TEXTE:

Cette vision a dû être profondément changée avec la physique quantique des champs selon laquelle le vide quantique est une apparition fugitive d’un nombre indéfini de particules qui n’existaient pas auparavant, le nombre total de particule n’étant pas un nombre fixe. L’énergie peut produire des particules. Les particules peuvent disparaître également. Enfin, la particule est « habillée », c’est-à-dire entourée d’un nuage de particules virtuelles d’interaction (photons, gluons, etc) pouvant se transformer en toutes les sortes de particules (et leurs antiparticules) ayant une durée de vie très courte, dites particules et antiparticules virtuelles. Le proton est entouré de gluons virtuels qui se polarisent en couples de quarks et antiquarks virtuels. L’électron est entouré d’un nuage de photons qui peuvent se matérialiser fugitivement en électrons et positons virtuels. Le nombre total de particules n’est donc pas une constante. Pas plus que le nombre de charges électriques.

La masse, elle aussi, est longtemps apparue comme additive. C’est ce que l’on constate à notre échelle. Par contre, à l’échelle de la matière atomique, il faut tenir compte des interactions qui ont, elles-mêmes, une masse. Dans l’atome, par exemple, il n’y a pas que le noyau et les électrons mais également l’énergie d’interaction qui les maintient ensemble. Il en va de même pour le noyau qui ne pourrait se maintenir stablement sans l’énergie qui maintient ensemble les nucléons. La masse ne s’avère d’ailleurs pas une propriété fixe d’une matière « solide », « compacte », « lourde ». C’est un phénomène. C’est une propriété et elle n’appartient pas en fixe à un objet individuel appelé la particule. La propriété peut migrer rapidement d’une particule virtuelle à une autre. Elle peut même disparaître dans un trou d’énergie négative ou par interaction avec l’antimatière.

JEU DE DONNÉES:
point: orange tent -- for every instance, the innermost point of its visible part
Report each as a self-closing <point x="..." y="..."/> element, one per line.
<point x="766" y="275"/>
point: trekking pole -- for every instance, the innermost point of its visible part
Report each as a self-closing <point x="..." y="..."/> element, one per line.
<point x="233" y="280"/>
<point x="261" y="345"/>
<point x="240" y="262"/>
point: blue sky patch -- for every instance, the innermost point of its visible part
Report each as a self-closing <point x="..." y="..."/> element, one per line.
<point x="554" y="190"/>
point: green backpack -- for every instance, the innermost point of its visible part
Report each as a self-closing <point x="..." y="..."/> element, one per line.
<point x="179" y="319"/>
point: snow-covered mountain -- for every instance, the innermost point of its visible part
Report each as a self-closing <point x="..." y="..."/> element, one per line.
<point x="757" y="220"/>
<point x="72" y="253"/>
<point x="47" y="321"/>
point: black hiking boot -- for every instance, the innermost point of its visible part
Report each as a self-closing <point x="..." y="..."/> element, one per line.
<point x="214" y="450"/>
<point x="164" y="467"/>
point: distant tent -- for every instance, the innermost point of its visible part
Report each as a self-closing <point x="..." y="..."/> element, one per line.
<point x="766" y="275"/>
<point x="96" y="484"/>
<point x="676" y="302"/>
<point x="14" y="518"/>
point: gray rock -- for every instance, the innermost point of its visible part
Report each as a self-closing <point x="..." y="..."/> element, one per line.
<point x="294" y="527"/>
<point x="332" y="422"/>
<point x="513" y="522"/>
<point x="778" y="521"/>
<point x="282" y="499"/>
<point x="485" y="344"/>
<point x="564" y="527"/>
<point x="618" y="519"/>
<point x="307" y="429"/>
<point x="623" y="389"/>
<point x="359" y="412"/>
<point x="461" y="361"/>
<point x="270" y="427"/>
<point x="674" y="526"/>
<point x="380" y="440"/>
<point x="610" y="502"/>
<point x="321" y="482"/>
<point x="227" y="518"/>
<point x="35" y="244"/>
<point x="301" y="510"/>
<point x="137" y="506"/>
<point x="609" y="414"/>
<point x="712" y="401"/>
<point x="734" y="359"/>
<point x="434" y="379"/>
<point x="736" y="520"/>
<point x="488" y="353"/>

EXERCICES:
- A) Dites si chaque affirmation s’accorde avec le texte sur la physique quantique, en répondant par oui ou non et en citant les mots décisifs du texte : (i) le nombre total de particules reste constant ; (ii) le proton est entouré de gluons virtuels ; (iii) la masse appartient en fixe à chaque particule individuelle.
- B) Montrez chaque ligne de la liste qui contient le mot « instance », en tenant compte de la casse.
Le texte et la liste n’ont aucun lien entre eux.

CORRIGÉ DES EXERCICES:
- A)
(i) Non : « Le nombre total de particules n’est donc pas une constante. »
(ii) Oui : « Le proton est entouré de gluons virtuels qui se polarisent en couples de quarks et antiquarks virtuels. »
(iii) Non : « C’est une propriété et elle n’appartient pas en fixe à un objet individuel appelé la particule. »

- B)
point: orange tent -- for every instance, the innermost point of its visible part
point: trekking pole -- for every instance, the innermost point of its visible part
point: blue sky patch -- for every instance, the innermost point of its visible part
point: green backpack -- for every instance, the innermost point of its visible part
point: snow-covered mountain -- for every instance, the innermost point of its visible part
point: black hiking boot -- for every instance, the innermost point of its visible part
point: distant tent -- for every instance, the innermost point of its visible part
point: gray rock -- for every instance, the innermost point of its visible part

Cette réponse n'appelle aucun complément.